Exercise materials ▸
___

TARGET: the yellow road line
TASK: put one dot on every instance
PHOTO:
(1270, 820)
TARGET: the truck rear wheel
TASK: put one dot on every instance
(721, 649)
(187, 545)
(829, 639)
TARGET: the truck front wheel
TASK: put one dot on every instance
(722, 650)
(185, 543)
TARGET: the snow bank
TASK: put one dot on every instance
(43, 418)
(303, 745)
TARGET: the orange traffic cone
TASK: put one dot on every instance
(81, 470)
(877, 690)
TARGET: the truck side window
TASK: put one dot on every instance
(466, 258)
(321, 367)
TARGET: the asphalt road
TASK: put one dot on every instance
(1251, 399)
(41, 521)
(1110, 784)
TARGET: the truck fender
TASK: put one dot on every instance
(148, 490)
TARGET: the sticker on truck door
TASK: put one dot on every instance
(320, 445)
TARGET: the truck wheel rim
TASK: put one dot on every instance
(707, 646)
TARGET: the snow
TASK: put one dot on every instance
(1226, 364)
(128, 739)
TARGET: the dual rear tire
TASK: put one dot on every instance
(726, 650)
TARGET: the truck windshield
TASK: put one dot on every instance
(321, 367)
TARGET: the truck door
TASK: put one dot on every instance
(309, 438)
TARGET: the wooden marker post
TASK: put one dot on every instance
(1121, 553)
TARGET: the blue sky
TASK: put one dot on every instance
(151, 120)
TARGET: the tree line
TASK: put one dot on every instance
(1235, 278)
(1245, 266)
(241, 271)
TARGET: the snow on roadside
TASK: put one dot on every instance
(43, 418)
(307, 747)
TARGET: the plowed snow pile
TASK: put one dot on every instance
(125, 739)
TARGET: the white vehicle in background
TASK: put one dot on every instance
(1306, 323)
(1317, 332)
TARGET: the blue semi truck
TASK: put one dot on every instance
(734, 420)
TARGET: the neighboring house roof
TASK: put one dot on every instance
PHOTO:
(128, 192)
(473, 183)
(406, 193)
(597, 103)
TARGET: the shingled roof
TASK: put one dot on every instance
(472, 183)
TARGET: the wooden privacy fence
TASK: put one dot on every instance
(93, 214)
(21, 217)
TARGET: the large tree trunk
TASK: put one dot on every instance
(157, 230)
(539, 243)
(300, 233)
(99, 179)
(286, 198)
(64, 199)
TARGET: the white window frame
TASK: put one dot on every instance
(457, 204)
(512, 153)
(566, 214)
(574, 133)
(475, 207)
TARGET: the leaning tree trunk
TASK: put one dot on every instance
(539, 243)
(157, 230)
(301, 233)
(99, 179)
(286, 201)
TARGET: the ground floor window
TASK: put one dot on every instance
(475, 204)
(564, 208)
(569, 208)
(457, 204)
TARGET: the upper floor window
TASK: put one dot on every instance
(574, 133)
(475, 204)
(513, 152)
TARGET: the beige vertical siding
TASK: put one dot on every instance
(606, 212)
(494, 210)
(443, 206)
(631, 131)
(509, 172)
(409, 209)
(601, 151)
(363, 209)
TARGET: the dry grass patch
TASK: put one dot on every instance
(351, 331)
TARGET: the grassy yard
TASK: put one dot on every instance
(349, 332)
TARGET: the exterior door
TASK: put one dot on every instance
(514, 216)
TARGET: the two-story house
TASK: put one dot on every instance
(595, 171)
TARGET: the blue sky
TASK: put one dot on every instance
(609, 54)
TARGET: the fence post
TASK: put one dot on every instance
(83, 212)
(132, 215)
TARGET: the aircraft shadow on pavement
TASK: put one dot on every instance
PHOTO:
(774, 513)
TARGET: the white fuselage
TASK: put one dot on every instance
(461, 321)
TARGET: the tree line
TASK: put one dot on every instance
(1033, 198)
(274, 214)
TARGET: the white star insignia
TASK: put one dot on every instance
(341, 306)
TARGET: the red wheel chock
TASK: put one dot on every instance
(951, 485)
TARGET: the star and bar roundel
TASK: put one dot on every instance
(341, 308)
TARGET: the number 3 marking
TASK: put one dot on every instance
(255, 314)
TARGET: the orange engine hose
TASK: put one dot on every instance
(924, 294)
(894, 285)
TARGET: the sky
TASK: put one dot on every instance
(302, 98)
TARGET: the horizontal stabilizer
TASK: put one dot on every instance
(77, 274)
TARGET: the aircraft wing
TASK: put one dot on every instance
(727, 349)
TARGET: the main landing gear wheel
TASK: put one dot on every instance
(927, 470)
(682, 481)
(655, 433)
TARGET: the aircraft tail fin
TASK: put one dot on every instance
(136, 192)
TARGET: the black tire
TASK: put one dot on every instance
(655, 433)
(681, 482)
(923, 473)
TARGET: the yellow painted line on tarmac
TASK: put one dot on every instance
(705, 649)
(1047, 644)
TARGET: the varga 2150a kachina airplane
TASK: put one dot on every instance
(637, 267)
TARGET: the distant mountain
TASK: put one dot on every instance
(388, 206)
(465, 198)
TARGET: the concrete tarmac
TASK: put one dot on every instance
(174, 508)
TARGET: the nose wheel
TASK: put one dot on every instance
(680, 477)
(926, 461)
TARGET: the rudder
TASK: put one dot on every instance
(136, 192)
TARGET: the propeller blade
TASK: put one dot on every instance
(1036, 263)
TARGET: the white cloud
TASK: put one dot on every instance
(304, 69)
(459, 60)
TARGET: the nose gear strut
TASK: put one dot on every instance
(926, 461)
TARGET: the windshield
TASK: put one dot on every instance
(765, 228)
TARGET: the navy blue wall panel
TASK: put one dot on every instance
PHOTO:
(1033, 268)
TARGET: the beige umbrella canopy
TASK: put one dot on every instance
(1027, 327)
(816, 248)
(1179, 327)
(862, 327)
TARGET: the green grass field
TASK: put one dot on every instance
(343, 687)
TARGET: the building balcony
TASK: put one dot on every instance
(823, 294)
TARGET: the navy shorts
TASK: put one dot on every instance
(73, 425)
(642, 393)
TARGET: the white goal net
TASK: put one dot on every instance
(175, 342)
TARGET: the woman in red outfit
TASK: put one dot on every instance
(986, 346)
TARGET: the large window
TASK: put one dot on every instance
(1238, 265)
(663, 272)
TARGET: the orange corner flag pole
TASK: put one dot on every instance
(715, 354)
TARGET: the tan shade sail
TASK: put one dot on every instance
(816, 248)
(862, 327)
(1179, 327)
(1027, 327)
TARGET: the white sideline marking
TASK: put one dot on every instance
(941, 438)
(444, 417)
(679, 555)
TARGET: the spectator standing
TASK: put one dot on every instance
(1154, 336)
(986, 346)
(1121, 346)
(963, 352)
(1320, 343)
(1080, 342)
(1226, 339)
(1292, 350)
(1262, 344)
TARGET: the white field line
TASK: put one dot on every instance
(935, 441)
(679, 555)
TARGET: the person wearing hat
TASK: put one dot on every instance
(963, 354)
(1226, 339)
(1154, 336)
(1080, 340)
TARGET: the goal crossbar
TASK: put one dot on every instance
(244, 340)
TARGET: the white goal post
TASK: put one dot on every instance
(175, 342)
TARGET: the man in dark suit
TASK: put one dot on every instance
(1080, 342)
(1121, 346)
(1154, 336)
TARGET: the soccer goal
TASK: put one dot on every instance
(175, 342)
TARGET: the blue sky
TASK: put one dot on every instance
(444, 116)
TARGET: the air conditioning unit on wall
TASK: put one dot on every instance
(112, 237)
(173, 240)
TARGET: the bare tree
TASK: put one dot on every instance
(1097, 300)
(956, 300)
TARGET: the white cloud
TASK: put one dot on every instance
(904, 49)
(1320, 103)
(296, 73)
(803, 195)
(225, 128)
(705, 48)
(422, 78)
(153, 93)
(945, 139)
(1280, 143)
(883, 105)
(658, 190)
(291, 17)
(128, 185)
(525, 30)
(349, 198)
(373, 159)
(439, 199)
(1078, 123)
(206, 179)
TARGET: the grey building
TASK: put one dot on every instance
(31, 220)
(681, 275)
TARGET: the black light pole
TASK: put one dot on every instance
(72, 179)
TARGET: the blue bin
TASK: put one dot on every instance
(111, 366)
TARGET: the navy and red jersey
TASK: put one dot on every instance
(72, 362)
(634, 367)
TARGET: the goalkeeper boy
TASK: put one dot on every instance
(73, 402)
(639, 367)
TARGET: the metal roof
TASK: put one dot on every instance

___

Stated task ▸ Reproduce exactly the line containing "TARGET: the spectator standing" and every line after it through the end of the records above, and nothing else.

Solution to the problem ▸
TARGET: the spectator standing
TASK: put one dot on every instance
(1154, 336)
(986, 346)
(1121, 346)
(963, 352)
(1320, 343)
(1080, 342)
(1226, 339)
(1292, 350)
(1262, 344)
TARGET: the white field line
TASK: put one dot on every instance
(935, 441)
(679, 555)
TARGET: the person wearing hat
TASK: put one dot on every instance
(963, 354)
(1226, 339)
(1154, 336)
(1080, 340)
TARGET: the goal crossbar
TASK: put one dot on every instance
(244, 340)
TARGET: the white goal post
TASK: put one dot on every instance
(175, 342)
TARGET: the man in dark suit
TASK: put one dot on every instance
(1080, 342)
(1121, 346)
(1154, 336)
TARGET: the soccer goal
TASK: put one dot on every instance
(175, 342)
TARGET: the blue sky
TASK: put one dot on every instance
(444, 116)
TARGET: the air conditioning unit on wall
TASK: put one dot on every instance
(112, 237)
(173, 240)
TARGET: the bare tree
TASK: put one dot on every instance
(1097, 300)
(956, 300)
TARGET: the white cloud
TASK: put one dot on every instance
(904, 49)
(1320, 103)
(296, 73)
(803, 195)
(225, 128)
(705, 48)
(422, 78)
(153, 93)
(945, 139)
(1280, 143)
(883, 105)
(658, 190)
(291, 17)
(128, 185)
(525, 30)
(349, 198)
(373, 159)
(439, 199)
(1078, 123)
(206, 179)
TARGET: the grey building
TASK: put one dot on every instance
(31, 220)
(681, 275)
TARGET: the black light pole
TASK: put one dot on every instance
(72, 179)
TARGET: the blue bin
TASK: put one dot on every instance
(111, 366)
TARGET: the navy and red jersey
TASK: put one dot on every instance
(72, 362)
(634, 367)
TARGET: the goalkeeper boy
TASK: put one dot on every instance
(73, 402)
(639, 367)
TARGET: the metal roof
TASK: put one dot on every instance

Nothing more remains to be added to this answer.